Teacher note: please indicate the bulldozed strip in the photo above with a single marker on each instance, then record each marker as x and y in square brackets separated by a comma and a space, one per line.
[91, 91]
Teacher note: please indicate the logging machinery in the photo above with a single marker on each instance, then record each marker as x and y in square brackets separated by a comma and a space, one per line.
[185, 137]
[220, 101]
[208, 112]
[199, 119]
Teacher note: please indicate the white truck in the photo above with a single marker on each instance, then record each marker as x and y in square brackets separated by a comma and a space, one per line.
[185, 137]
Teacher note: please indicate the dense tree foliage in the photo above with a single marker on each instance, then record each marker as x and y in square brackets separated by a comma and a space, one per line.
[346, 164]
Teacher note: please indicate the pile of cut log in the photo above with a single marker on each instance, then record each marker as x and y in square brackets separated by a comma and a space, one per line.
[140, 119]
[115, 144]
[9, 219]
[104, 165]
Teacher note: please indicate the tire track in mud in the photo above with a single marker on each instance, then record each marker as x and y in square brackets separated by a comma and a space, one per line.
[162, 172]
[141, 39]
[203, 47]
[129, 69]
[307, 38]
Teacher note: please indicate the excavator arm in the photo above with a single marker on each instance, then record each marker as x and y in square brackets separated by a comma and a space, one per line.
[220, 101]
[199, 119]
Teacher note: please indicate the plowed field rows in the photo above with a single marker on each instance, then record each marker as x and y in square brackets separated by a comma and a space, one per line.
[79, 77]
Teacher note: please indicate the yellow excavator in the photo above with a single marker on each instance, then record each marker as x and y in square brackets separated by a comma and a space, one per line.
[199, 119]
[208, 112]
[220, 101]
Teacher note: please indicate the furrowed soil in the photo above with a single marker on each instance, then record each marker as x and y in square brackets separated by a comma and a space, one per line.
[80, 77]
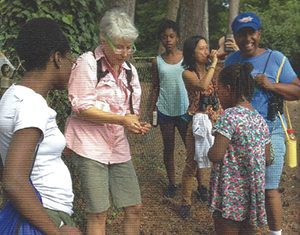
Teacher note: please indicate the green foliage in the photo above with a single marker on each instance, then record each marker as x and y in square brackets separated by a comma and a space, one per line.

---

**Aim of the exercise:** Starting where a line contains "Teacher note: please indicate the dense" and finishing at the last line above, set down every line exactly as it reads, with no pictures.

**Exercise response:**
Teacher note: please indicate the dense tree foliage in the photo above with a single marker on each instance, then record each marker as x and y in square brackets separated by a comma and a space, one per line.
[346, 164]
Teacher note: please indicate the pile of cut log in the photo above with a single marker on each instance, then record each marker as x and y in square brackets separated by a comma and a space, one per line.
[140, 119]
[115, 144]
[9, 219]
[104, 165]
Teacher note: please indicate the tire track in mud in the photo above with a single marker on each instance, then record each marker as x and y in square brackets separated by a comma and a space, one per line.
[162, 172]
[141, 39]
[203, 47]
[129, 69]
[307, 38]
Teacher note: please indicate the excavator arm in the photo above with a single marker on each instance, then record each marker as x and y in square brackets separated by a comma and a space, one per line.
[220, 101]
[199, 119]
Teacher note: please indicate the plowed field rows in the photo above with a single marker on each instance, then record each marker as x and y in square brackets separated by a comma and a space, one per line.
[79, 77]
Teacher note: please indicate the yellow excavator in the photo above with a single marker on each instance, then record each marker as x and y in square brackets separated by a comma and a space, one per line.
[199, 119]
[208, 112]
[220, 101]
Teacher note: please indicate the furrowed soil in the photo above with a single marker on each instance, then record each marker as x and y in square brackets separated by a comma and a space, one per line.
[80, 77]
Teacher note: please indicate the green foliage in the photo above with a single marker on each instance, then record each marker as x and y in square brackets separated by a comma and a space, one per line.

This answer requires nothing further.